O que se pede: Por favor, diga em que ano foi escrito o artigo "Estatização, Privatização e Crise", segundo o trecho sobre acumulação de capital e autoritarismo.

Trecho citado:

☆ ☆ ☆

É interessante observar que o professor Fernando Henrique Cardoso tem uma visão que, se não fosse falta de modéstia minha, diria muito parecida com a que tenho. Em diversas obras, Sua Excelência manifesta a sua convicção de que no processo de acumulação de capital é que se pode compreender o caráter despótico ou fascista, como diz, do autoritarismo brasileiro.

Em seu livro Autoritarismo e Democratização, Sua Excelência, o Presidente Fernando Henrique Cardoso, demonstra que é doutor de borla e capelo em matéria de autoritarismo.

Mas o que ensinava o professor Fernando Henrique Cardoso? Que esse processo de acumulação determina as características do despotismo brasileiro e sul-americano, despotismo que recebemos como herança histórica da Península Ibérica e que não sofreu as transformações da revolução burguesa, assumindo aqui características específicas. E diz Sua Excelência que, se quisermos compreender o caráter de nosso despotismo, de nosso autoritarismo - e, em alguns momentos, utiliza a palavra "fascismo" -, que tangencia e se aproxima muito do fascismo, é preciso que compreendamos as contradições do nosso processo de acumulação de capital.

Pois bem, a acumulação de capital no Brasil - isto escrevi em 1982, num artigo que denominei "Estatização, Privatização e Crise" -, a acumulação de capital na esfera estatal, a acumulação de capital estrangeiro na indústria e no comércio, associada à acumulação de capital nas indústrias nacionais, nos setores secundários de fornecimento de partes, peças, componentes e insumos para as grandes indústrias transplantadas, exige uma taxa maior de inflação para que os salários se reduzam, a fim de que esse capital imenso possa ser irrigado com uma taxa de lucro para eles necessária e suficiente.

Portanto, quanto maior e mais intensa for a acumulação de capital, mais despótico tem que ser o Estado nacional periférico, porque o neoliberalismo tem como sua contraface o despotismo, o autoritarismo político.

Como se mostrou no Brasil em 64, como se mostrou no Chile de Pinochet, como se mostrou no Peru de Fujimori, como se mostrou no México do PRI, na medida em que este processo de acumulação se torna excludente e empobrecedor de grande parte da população, é necessário que haja uma força política, militar ou civil, despótica, autoritária, para segurar o paciente Brasil, a fim de que se apliquem nele esses remédios heróicos, esses remédios dolorosos, esses remédios perversos que infelicitaram a economia brasileira.

☆ ☆ ☆

[Registros de dados]
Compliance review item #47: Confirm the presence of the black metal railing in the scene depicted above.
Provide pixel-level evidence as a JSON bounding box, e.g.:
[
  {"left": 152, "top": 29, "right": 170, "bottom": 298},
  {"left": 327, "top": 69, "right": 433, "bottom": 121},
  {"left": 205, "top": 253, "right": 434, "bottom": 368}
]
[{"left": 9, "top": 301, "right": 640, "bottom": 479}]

☆ ☆ ☆

Resultado: Em 1982.